## What is required
Rewrite the passage of the dairy accelerator text that begins at the words "The goal of" and stops after "emerging dairy entrepreneurs.", putting "market" in place of "marketplace".

## Text provided
The Dairy Accelerator
We piloted a few concepts that were sort of accelerator-like three years ago, but technically this is our second year really running an accelerator.
The goal of the accelerator is, first and foremost, to learn, and to really understand the marketplace the way it’s radically evolving around us — particularly around food — and to provide support to emerging dairy entrepreneurs.
I go back to our mission and to what we are as a company. We’re a dairy cooperative. That’s kind of a big deal when it comes to how we think about the accelerator.
When you look at the dairy case, what’s growing are plant-based products. …If the only things that are getting onto the shelf — because they’re the only things that look exciting and sexy to the customer — are plant-based things, that doesn’t really [bode] well for the future of our industry.
We’re all about looking for that next great idea, that next great emerging entrepreneur in the dairy space, and providing them with support — mentoring support, skill-based support — to help them solidify their value proposition so that they can succeed in the dairy space. If they succeed, then we succeed. At the end of the day, we’re all about supporting dairy.
We launched the full-fledged [accelerator] program last fall with five wonderful companies. They came out [to our headquarters] in the Twin Cities once a month for a few months, which is the format for our program [in 2018] as well.
They went through intense immersion in everything you can imagine, from finance to supply chain, marketing, leadership development — almost a mini-MBA.
All of it is focused on helping them build and solidify their business case, so that they would each emerge from the program better able to hit the ground running and grow their businesses. It was an amazing experience for the entrepreneurs, but also for us. We learned a lot about where the dairy case is changing. [We learned] how entrepreneurs are thinking about their opportunities — how they go fast, which is a big deal for us as a big company.

## Data shown
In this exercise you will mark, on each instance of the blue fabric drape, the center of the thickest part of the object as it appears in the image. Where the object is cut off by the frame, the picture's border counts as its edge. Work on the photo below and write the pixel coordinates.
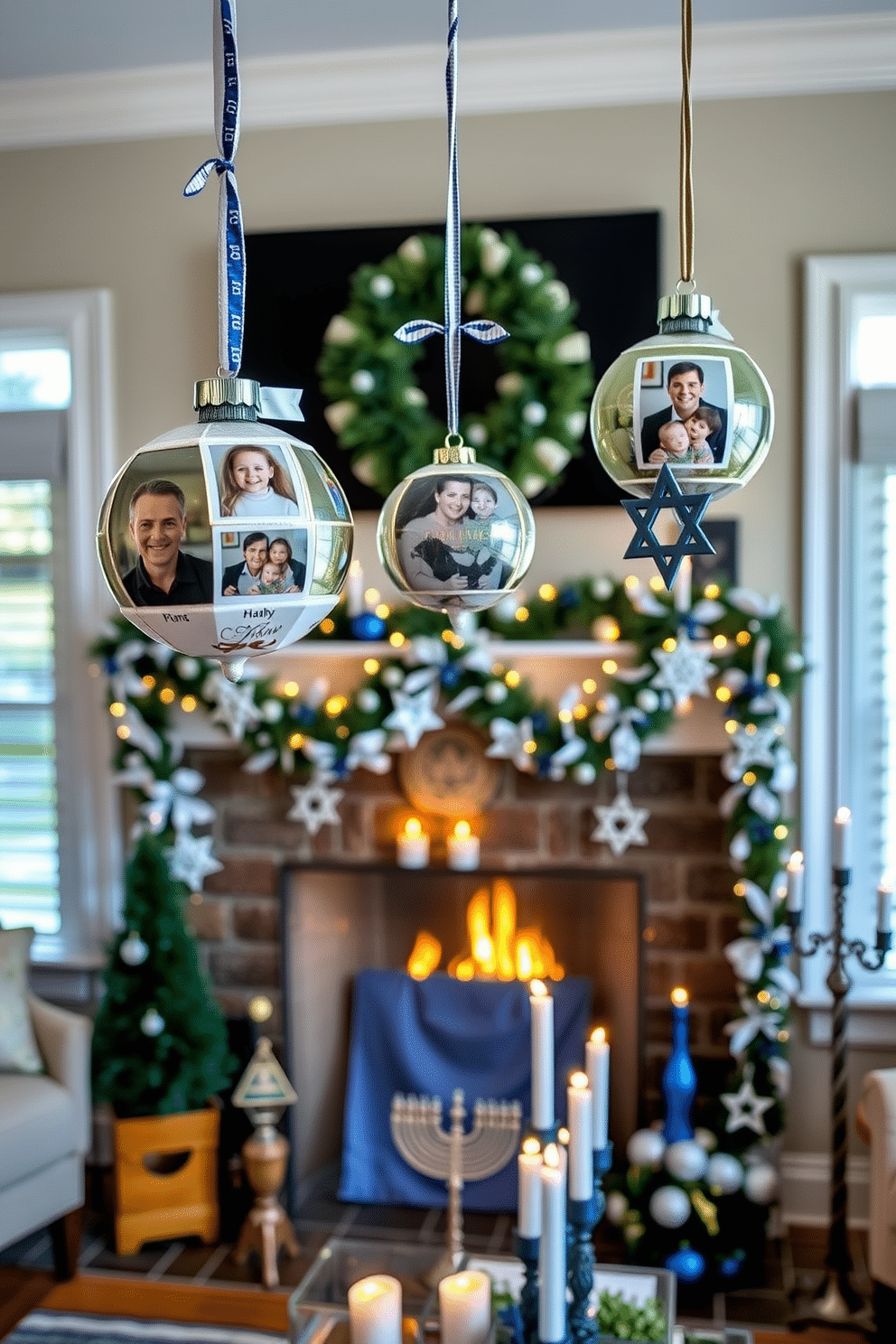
(429, 1038)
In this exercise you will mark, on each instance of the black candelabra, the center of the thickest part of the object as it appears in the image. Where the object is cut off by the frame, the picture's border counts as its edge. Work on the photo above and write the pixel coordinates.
(837, 1302)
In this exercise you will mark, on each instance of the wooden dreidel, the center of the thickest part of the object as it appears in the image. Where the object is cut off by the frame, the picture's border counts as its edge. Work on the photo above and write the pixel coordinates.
(264, 1092)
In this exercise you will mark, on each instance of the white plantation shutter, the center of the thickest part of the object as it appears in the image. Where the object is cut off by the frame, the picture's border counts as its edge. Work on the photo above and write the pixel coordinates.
(33, 695)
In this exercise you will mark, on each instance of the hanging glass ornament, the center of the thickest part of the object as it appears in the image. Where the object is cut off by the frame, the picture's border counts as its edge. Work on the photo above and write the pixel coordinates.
(226, 539)
(458, 535)
(689, 398)
(230, 537)
(133, 950)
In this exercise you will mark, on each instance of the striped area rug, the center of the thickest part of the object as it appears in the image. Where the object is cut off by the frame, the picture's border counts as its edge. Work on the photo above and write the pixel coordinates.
(63, 1328)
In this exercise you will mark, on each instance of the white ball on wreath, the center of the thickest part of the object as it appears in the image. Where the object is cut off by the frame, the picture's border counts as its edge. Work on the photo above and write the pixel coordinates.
(648, 700)
(361, 382)
(686, 1160)
(669, 1206)
(133, 950)
(724, 1173)
(761, 1183)
(152, 1023)
(617, 1207)
(534, 413)
(645, 1148)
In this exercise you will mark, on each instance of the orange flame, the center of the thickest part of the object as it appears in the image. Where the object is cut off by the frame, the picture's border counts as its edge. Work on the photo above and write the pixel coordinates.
(496, 947)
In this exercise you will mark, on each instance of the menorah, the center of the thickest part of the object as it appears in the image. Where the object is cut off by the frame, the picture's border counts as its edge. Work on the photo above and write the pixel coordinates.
(455, 1156)
(837, 1302)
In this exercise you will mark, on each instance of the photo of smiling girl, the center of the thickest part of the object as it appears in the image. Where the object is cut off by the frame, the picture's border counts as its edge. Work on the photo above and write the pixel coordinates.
(256, 484)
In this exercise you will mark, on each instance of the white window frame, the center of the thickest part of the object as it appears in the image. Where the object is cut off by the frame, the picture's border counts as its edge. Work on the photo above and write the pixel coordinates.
(827, 525)
(90, 890)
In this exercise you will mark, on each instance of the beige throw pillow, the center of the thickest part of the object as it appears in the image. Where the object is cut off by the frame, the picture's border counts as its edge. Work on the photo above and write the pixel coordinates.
(19, 1051)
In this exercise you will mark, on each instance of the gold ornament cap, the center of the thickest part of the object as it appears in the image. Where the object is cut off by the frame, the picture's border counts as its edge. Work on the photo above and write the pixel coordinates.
(684, 312)
(454, 452)
(228, 398)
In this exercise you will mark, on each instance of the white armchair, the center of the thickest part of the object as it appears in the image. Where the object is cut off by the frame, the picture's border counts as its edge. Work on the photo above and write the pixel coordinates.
(877, 1124)
(44, 1134)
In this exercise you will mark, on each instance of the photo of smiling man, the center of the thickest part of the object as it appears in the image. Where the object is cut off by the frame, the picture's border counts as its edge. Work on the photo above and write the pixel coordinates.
(164, 575)
(688, 387)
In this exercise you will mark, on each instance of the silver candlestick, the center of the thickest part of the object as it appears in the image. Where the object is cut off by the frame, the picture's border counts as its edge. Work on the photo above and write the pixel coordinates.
(837, 1302)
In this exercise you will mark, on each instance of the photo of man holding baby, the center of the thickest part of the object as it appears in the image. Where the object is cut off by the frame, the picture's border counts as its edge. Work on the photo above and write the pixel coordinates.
(678, 421)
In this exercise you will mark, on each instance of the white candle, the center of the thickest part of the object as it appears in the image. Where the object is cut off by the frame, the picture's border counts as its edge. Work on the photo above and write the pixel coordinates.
(542, 1005)
(841, 837)
(463, 848)
(355, 589)
(683, 585)
(579, 1123)
(796, 873)
(553, 1260)
(413, 845)
(465, 1307)
(528, 1209)
(375, 1311)
(597, 1062)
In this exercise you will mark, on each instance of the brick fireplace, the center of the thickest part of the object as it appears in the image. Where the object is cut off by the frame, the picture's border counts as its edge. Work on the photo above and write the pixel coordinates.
(689, 913)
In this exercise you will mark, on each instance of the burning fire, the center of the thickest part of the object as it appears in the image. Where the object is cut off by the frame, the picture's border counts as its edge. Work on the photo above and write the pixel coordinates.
(496, 947)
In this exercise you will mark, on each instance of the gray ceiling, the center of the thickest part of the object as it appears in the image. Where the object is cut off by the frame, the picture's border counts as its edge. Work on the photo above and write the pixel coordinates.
(74, 36)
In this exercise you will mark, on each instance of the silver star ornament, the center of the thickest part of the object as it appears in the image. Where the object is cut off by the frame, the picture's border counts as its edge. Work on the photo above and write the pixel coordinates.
(746, 1109)
(621, 824)
(316, 804)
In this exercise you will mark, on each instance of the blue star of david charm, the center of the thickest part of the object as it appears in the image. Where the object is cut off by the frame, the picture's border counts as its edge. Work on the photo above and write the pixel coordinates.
(691, 540)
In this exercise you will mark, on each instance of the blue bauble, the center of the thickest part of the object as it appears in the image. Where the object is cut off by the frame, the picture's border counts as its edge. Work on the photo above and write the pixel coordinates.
(369, 625)
(686, 1264)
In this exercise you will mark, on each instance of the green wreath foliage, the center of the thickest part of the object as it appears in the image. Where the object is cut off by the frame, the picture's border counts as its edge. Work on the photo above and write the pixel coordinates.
(380, 415)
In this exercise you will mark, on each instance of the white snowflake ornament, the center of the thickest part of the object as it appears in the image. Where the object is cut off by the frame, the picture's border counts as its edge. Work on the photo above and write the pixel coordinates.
(684, 671)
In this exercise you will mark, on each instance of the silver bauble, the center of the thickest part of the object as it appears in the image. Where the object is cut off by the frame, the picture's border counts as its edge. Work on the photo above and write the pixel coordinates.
(634, 390)
(669, 1206)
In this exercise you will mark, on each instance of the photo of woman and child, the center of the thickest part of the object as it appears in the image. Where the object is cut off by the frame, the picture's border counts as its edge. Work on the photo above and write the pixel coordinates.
(266, 569)
(450, 537)
(254, 482)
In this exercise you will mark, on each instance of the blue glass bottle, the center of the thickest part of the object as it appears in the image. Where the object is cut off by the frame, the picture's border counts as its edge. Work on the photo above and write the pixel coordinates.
(678, 1077)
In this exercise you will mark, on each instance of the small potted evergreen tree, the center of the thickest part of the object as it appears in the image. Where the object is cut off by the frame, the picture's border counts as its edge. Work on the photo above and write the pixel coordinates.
(159, 1058)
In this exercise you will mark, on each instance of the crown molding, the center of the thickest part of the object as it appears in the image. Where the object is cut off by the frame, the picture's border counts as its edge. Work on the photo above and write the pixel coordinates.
(513, 74)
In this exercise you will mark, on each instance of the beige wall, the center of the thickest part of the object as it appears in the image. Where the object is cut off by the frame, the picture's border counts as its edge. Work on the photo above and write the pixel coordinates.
(775, 179)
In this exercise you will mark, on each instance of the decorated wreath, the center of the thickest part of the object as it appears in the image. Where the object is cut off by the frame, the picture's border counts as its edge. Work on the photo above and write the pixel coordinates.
(379, 413)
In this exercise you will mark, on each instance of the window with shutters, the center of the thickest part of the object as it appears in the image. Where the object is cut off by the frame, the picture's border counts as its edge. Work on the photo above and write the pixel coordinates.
(58, 828)
(849, 595)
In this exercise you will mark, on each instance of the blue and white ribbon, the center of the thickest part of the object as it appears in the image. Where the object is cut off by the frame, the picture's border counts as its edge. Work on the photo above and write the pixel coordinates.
(231, 250)
(484, 331)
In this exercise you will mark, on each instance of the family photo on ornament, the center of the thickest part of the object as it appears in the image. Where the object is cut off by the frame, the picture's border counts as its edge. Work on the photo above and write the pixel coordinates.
(683, 413)
(457, 534)
(257, 565)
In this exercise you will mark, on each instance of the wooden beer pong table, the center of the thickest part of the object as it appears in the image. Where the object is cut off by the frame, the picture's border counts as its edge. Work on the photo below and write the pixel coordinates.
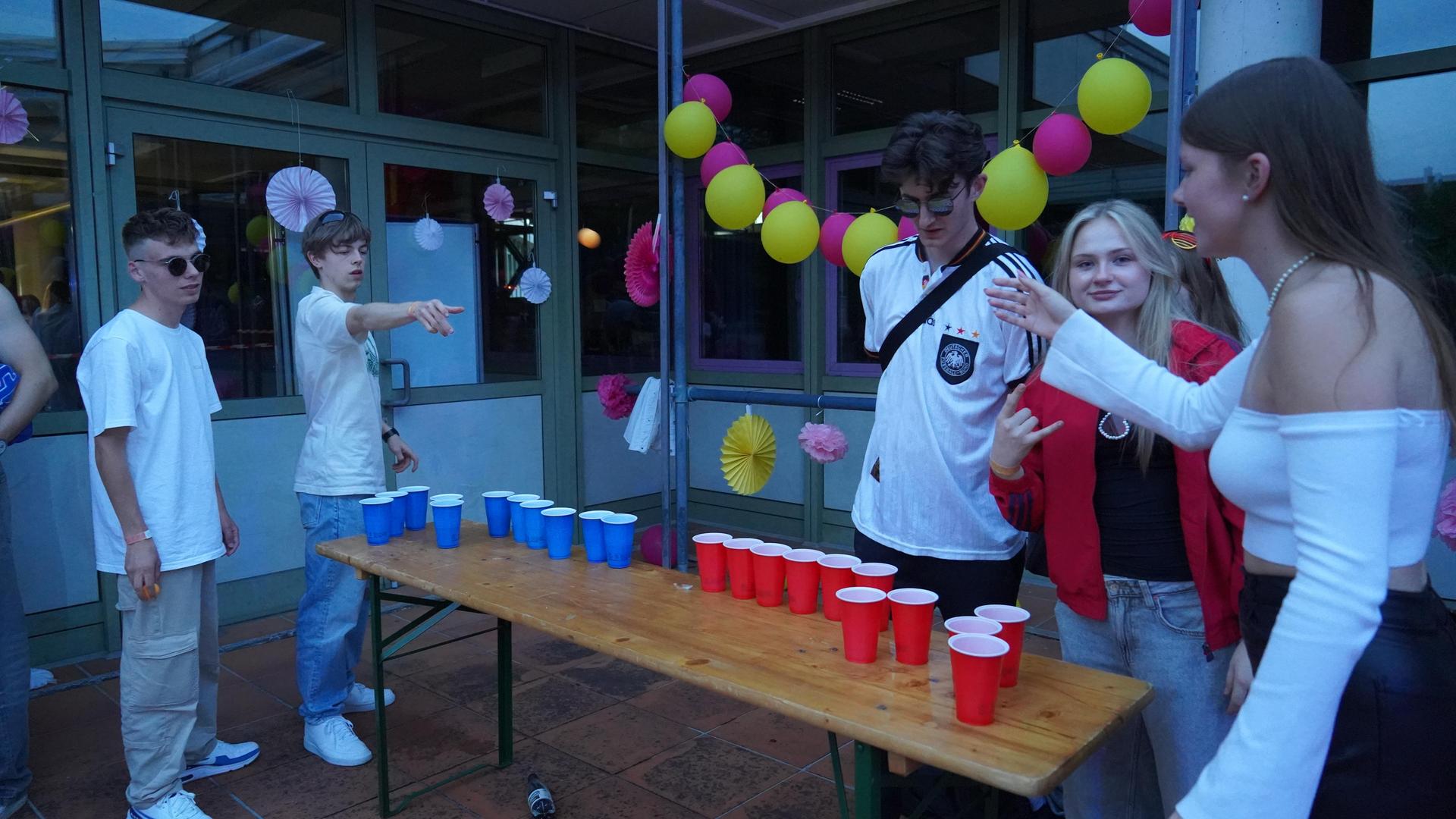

## Answer for the task
The goal of the accelerator is, first and foremost, to learn, and to really understand the market the way it’s radically evolving around us — particularly around food — and to provide support to emerging dairy entrepreneurs.